* _DOCUMENT EXCERPT_:
+ + + +

CHIEF EXECUTIVE OFFICER (CEO) AND CHIEF FINANCIAL OFFICER (CFO) CERTIFICATION:

The Chief Executive Officer and Chief Financial Officer Certification as required under SEBI (Listing Obligation &
Disclosure Requirement) Regulations, 2015 and Chief Executive Officer declaration about the Code of Conduct is
Annexed to this Report.

RELATED PARTY TRANSACTIONS:

There were no contracts or arrangements entered into by the Company in accordance with provisions of section 188
of the Companies Act, 2013. Accordingly, the disclosure of related party transactions as required under Section
134(3)(h) of the Act in Form AOC-2 is not applicable to the Company for F.Y. 2024-25.

SUBSIDIARY COMPANIES:

The Company doesn't have any subsidiary.

STATUTORY AUDITORS:

The Statutory Auditors of the Company M/s. Ritu Gupta & Co., (Firm's Registration Number 119890W) Chartered
Accountants, were appointed as Auditors for second term of 5 (five) consecutive years, to hold office from the
conclusion of this Annual General Meeting until the conclusion of the Annual General Meeting to be held in the year
2028 at such remuneration as shall be fixed by the Board of Directors of the Company.” The Auditors have confirmed
that they are not disqualified from continuing as auditors of the Company

COST AUDITORS

The provisions of Cost Auditors are not applicable on the Company.

INTERNAL AUDITORS

The Company has appointed in house Internal Auditor Mr. Sumant Samanta Singhar S/o Mr. Madhusudan Samanta
Singhar R/o House No. 52, Yamaha Vihar, Sector-49, Noida-201301 (U.P.) to undertake the Internal Audit of the
Company.

SECRETARIAL AUDIT:

Pursuant to provisions of section 204 of the Companies Act, 2013 and The Companies (Appointment and Remuneration
of Managerial Personnel) Rules, 2014 the company has appointed Anand Nimesh & Associates., Company Secretaries
to undertake the Secretarial Audit of the Company. The Secretarial Audit report is annexed herewith as “Annexure
A”

QUALIFICATIONS/ADVERSE REMARKS/OBSERVATIONS BY SECRETARIAL AUDITOR

The Secretarial Auditor of the Company made the following observations:

S.No.

OBSERVATIONS

MANAGEMENT RESPONSE

1.

As per Regulation 31 of SEBI (Listing Obligations and
Disclosure Requirement) Regulation, 2015, shareholding
of promoter(s) and promoter group is not in
dematerialized form.

The application in this regard is filed and is
under process.

2.

The entire shares of the company are in physical mode
only.

The application in this regard is filed and is
under process.

3.

According to the provision of Rule 19(2) and rule 19A of
the Securities Contracts (regulation) rules, 1957 as
amended from time to time read with other applicable
provisions if any, and the Listing Agreement the company
has not complied with the minimum public shareholding
requirements.

+ + + +

* _SUPPLIED INFORMATION_:
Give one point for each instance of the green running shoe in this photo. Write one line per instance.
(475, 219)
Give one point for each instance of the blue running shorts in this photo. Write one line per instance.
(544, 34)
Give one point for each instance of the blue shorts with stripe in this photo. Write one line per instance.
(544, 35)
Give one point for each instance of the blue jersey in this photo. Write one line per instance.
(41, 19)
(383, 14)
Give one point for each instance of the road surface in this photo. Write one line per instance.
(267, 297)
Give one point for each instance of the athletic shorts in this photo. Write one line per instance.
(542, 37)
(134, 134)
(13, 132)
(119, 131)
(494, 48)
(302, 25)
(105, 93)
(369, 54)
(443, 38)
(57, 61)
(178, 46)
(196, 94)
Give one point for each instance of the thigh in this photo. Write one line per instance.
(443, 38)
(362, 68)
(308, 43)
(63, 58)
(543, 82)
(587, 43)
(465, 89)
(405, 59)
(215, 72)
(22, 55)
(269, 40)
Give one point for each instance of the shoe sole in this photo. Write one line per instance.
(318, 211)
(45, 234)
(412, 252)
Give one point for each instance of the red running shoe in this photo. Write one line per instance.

+ + + +

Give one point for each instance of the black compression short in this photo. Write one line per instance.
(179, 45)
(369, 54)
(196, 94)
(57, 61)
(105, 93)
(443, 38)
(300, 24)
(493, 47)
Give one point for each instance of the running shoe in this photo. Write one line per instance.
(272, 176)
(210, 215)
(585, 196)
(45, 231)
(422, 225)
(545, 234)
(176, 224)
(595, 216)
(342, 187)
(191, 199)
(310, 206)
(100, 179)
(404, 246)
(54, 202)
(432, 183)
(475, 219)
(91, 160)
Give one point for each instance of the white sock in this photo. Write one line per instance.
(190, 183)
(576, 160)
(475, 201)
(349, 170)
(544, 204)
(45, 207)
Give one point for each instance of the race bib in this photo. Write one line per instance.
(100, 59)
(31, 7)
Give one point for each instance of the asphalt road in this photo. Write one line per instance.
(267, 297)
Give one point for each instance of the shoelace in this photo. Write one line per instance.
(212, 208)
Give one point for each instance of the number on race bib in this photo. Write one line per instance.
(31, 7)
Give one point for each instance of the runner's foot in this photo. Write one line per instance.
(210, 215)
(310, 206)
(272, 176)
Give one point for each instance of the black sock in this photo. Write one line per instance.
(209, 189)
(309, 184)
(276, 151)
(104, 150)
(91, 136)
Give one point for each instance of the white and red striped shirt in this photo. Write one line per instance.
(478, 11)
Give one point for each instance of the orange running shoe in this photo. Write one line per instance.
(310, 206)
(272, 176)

+ + + +

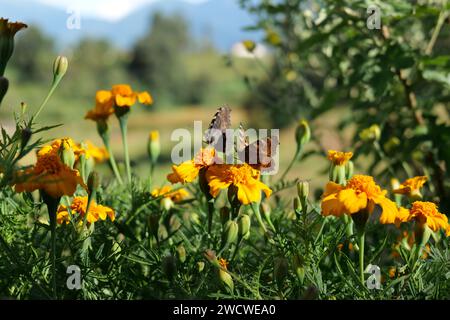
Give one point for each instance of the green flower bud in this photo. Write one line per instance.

+ + + +

* _ACTIONS TO TAKE_:
1. Can you quote the company report between "The Statutory Auditors" and "on the Company.", inclusive?
2. Which lines of the records contain the word "sock"? Show each of them, treating uppercase and lowercase as different.
The company report and the records are unrelated material.

* _COMPLETE ANSWERS_:
1.
The Statutory Auditors of the Company M/s. Ritu Gupta & Co., (Firm's Registration Number 119890W) Chartered
Accountants, were appointed as Auditors for second term of 5 (five) consecutive years, to hold office from the
conclusion of this Annual General Meeting until the conclusion of the Annual General Meeting to be held in the year
2028 at such remuneration as shall be fixed by the Board of Directors of the Company.” The Auditors have confirmed
that they are not disqualified from continuing as auditors of the Company

COST AUDITORS

The provisions of Cost Auditors are not applicable on the Company.

2.
Give one point for each instance of the white sock in this photo. Write one line per instance.
Give one point for each instance of the black sock in this photo. Write one line per instance.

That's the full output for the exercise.